Excerpted passage:
+-------+

Allergan is “pleased that it was able to address the rights of all stockholders without the need of guidance from the Delaware Court,” it said today in an e-mailed statement.

The settlement of the Delaware Chancery Court lawsuit puts Valeant “another step closer in its pursuit of Allergan,” Alex Arfaei, an analyst with BMO Capital Markets Corp., said in a note to clients. To call the meeting, Pershing Square, Valeant and other backers of a takeover need support from 25 percent of Allergan shareholders, Arfaei said. He estimates they are about halfway there.

Valeant, based in Laval, Quebec, twice raised its bid to buy Allergan as part of its strategy to become one of the world’s five biggest drugmakers.

+-------+

Dataset excerpts:
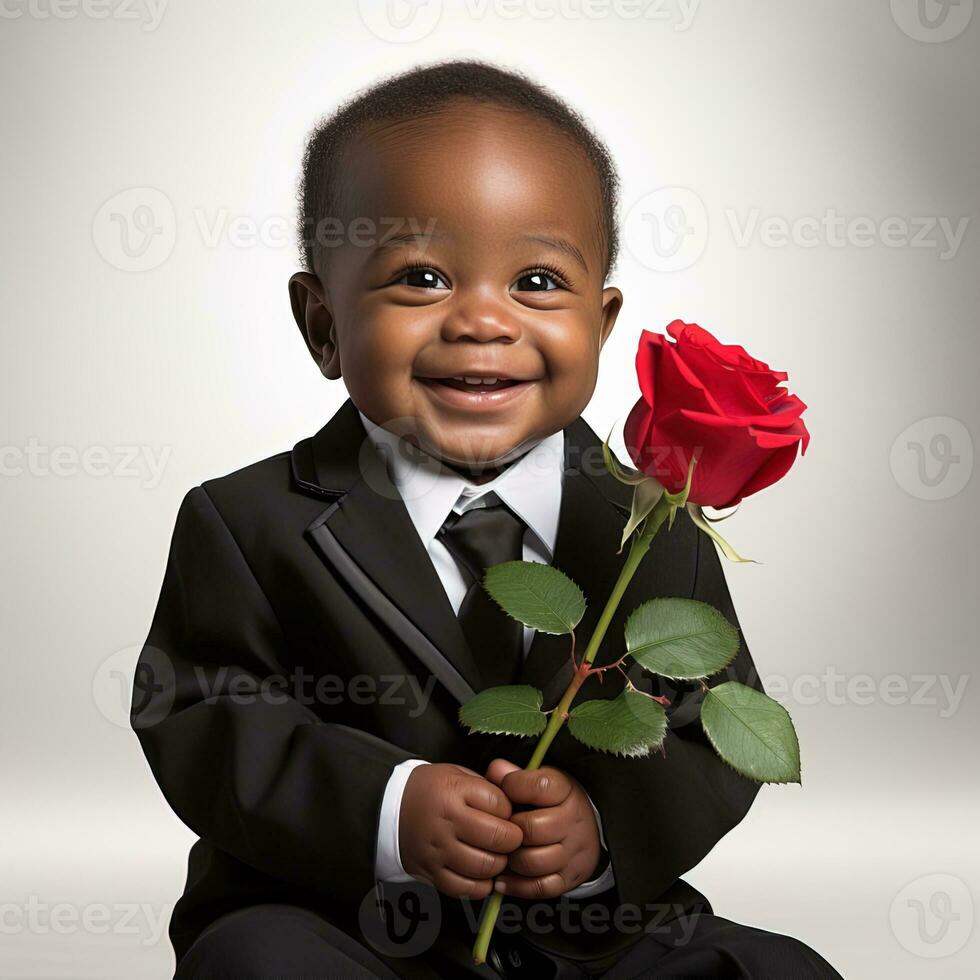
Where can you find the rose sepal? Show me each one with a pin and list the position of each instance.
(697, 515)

+-------+

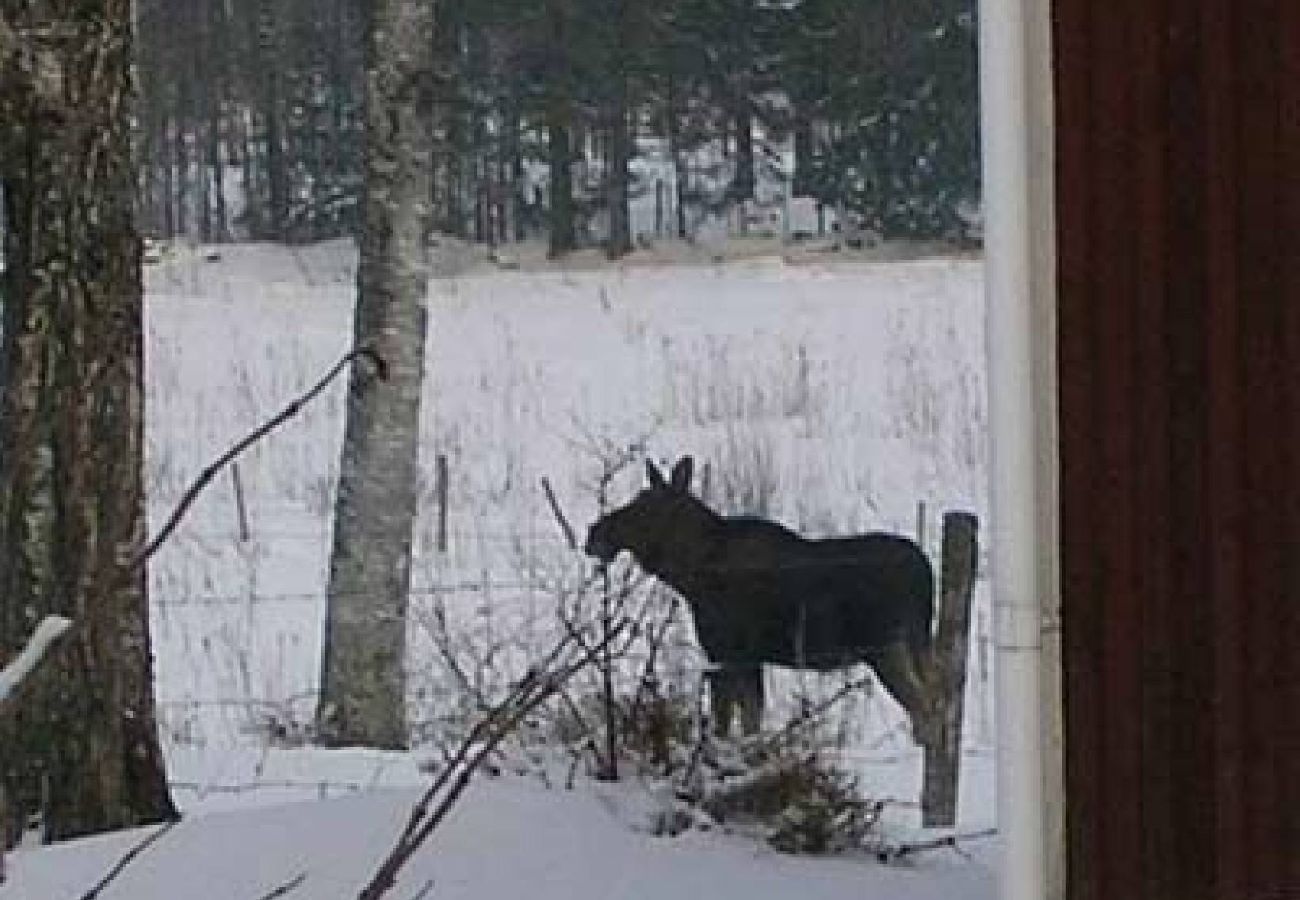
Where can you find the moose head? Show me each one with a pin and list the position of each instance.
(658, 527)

+-------+

Work to complete:
1. In the passage on Valeant's pursuit of Allergan, what share of Allergan shareholders must support calling the meeting?
2. Carry on the passage about Valeant's pursuit of Allergan from its final sentence.

Answers given:
1. 25 percent.

2.
“We are pleased that further court action is not necessary to enable us to proceed with calling a special meeting of Allergan shareholders,” Ackman said today in a statement.

Ackman’s hedge fund owns 9.7 percent of Irvine, California-based Allergan in a joint venture with Valeant called PS Fund 1 LLC.

Allergan’s anti-takeover provision allows shareholders to buy large amounts of stock at a discount if anyone obtains 10 percent of the company, making a hostile takeover prohibitively expensive.

The case is PS Fund 1 LLC v. Allergan, CA9760, Delaware Chancery Court (Wilmington).